Assignment: Your response should consist of every entry, unchanged.

Input for this task:

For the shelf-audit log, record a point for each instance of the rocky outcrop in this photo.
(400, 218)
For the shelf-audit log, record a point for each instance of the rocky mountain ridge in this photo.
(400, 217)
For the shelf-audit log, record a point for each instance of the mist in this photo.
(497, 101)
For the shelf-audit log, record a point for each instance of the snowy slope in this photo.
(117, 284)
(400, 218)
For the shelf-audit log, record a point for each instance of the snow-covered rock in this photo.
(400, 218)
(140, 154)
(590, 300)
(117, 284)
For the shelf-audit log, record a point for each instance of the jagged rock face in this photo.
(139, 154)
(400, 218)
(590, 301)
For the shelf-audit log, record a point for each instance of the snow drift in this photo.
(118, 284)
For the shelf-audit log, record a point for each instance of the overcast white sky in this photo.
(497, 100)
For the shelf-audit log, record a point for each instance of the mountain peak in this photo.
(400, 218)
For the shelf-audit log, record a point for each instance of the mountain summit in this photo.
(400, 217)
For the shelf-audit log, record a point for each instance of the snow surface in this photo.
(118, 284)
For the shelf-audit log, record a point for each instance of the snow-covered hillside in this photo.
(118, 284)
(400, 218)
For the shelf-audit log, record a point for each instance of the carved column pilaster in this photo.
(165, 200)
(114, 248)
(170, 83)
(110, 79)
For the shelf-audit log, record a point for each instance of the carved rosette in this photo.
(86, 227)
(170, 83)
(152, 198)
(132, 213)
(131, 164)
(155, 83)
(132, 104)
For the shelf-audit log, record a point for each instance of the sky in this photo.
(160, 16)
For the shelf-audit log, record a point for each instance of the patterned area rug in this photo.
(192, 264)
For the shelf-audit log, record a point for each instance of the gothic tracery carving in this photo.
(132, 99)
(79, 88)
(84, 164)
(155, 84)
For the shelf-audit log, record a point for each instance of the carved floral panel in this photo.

Answer to the exercise:
For the shelf-audit log, record a point for each instance of the rocky outcrop in this photo.
(400, 218)
For the shelf-audit log, record a point for each instance of the rocky mountain ridge in this photo.
(400, 217)
For the shelf-audit log, record a point for each instance of the mist in this photo.
(497, 101)
For the shelf-audit log, record a point for each instance of the snowy slope in this photo.
(117, 284)
(400, 218)
For the shelf-audit log, record a point for each instance of the snow-covered rock in this photo.
(400, 218)
(140, 154)
(590, 300)
(117, 284)
For the shelf-audit log, record a point for each instance of the jagged rock face in this photo.
(139, 154)
(400, 218)
(590, 301)
For the shelf-audit log, record a point for each instance of the snow drift in this photo.
(118, 284)
For the shelf-audit log, record a point for each instance of the overcast white sky in this photo.
(497, 100)
For the shelf-audit log, record a point for each instance of the mountain peak in this photo.
(400, 218)
For the shelf-audit log, record a point for each instance of the mountain summit in this photo.
(400, 217)
For the shelf-audit log, record a point for each instance of the snow surface in this photo.
(118, 284)
For the shelf-audit log, record a point for each instance of the snow-covered hillside in this photo.
(118, 284)
(400, 218)
For the shelf-audit log, record a point for each instance of the carved column pilaster in this photo.
(165, 200)
(114, 248)
(170, 83)
(110, 79)
For the shelf-audit log, record a point for each instance of the carved rosette in this photo.
(86, 227)
(170, 83)
(152, 198)
(132, 213)
(131, 164)
(155, 83)
(132, 104)
For the shelf-audit log, record a point for each instance of the sky in this photo.
(160, 16)
For the shelf-audit log, record a point for each instance of the patterned area rug in this photo.
(192, 264)
For the shelf-audit log, record a point for each instance of the gothic tracery carving in this photo.
(132, 99)
(79, 88)
(84, 164)
(155, 84)
For the shelf-audit log, record a point for each instance of the carved floral panel in this photo.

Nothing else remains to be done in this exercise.